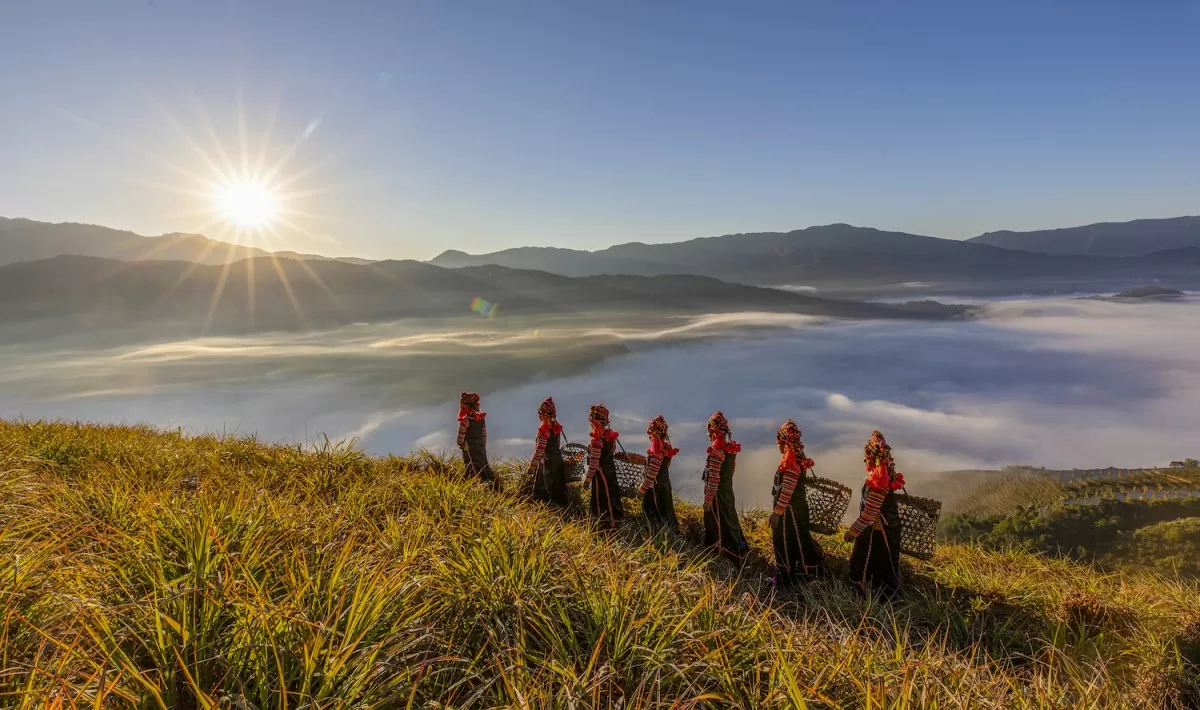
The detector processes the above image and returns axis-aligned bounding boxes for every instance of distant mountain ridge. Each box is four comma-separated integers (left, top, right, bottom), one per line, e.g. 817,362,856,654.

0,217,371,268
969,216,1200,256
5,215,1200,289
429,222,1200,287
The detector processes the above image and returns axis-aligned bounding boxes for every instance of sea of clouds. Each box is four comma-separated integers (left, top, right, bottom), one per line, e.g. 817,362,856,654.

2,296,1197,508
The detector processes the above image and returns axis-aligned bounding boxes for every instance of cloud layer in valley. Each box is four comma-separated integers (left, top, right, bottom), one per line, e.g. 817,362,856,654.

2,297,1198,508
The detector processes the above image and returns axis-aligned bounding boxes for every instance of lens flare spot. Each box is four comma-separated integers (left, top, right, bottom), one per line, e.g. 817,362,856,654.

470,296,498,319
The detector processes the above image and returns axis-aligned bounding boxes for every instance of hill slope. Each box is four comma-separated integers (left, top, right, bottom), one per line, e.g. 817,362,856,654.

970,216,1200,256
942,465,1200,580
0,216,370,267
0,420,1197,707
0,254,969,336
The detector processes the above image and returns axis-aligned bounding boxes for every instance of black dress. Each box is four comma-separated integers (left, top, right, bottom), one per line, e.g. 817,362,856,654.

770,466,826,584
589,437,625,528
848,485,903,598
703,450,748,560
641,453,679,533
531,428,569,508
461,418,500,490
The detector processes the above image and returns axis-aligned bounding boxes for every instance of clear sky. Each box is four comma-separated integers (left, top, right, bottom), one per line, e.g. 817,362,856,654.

※ ※ ※

● What you are asked to do
Without the pictures, write out every line above exactly as it appears.

● Your solution
The detector processes the above image and returns axis-aligned bounding boxes for every instance of distant mountain ridge. Each box is four comma-separated integers (left, top, right, bottom), one per line, e.g. 817,362,856,654.

0,217,371,268
969,216,1200,256
5,215,1200,289
429,222,1200,287
The detector processes the above image and returns axis-aligned bounding boxes for every instance of sea of clouds. Each box is four comma-separated integers (left, top, right, bottom), one per line, e.g. 817,362,856,654.

2,296,1197,508
The detector processes the above image and returns axis-aligned bounding boxes for every instance of cloud layer in valley. Each box is four comma-separated integers (left, top, right, bottom), one per line, e.g. 817,362,856,654.

2,297,1198,508
The detector processes the above image and returns axis-aligned bounding boxes for every instance of lens flare spot. Each box is four comma-separated integers (left, top, right, bottom), one per line, e.g. 817,362,856,654.

470,296,498,319
The detector processes the above image and returns axis-aligned bounding boxes for every instance of hill slope. Each box is four comma-separated integers (left, top, right, bottom), one per line, e.g. 817,362,856,654.

970,216,1200,256
942,465,1200,580
0,216,370,267
0,420,1197,707
0,254,969,336
The detector processes the above image and returns axis-aligned bounding boxes for every instance of black dress. Each box is four comma-separated integers (left, top, right, bottom), one per line, e.g. 817,362,856,654.

770,466,826,584
589,437,625,528
848,485,903,598
703,450,748,560
641,453,679,533
531,428,569,508
461,418,500,490
The detector processes the above image and returns axis-aligned bounding boxes for every instance of clear sky. Each box is four comma-separated integers (left, top, right, bottom), one per line, e.g. 817,362,856,654.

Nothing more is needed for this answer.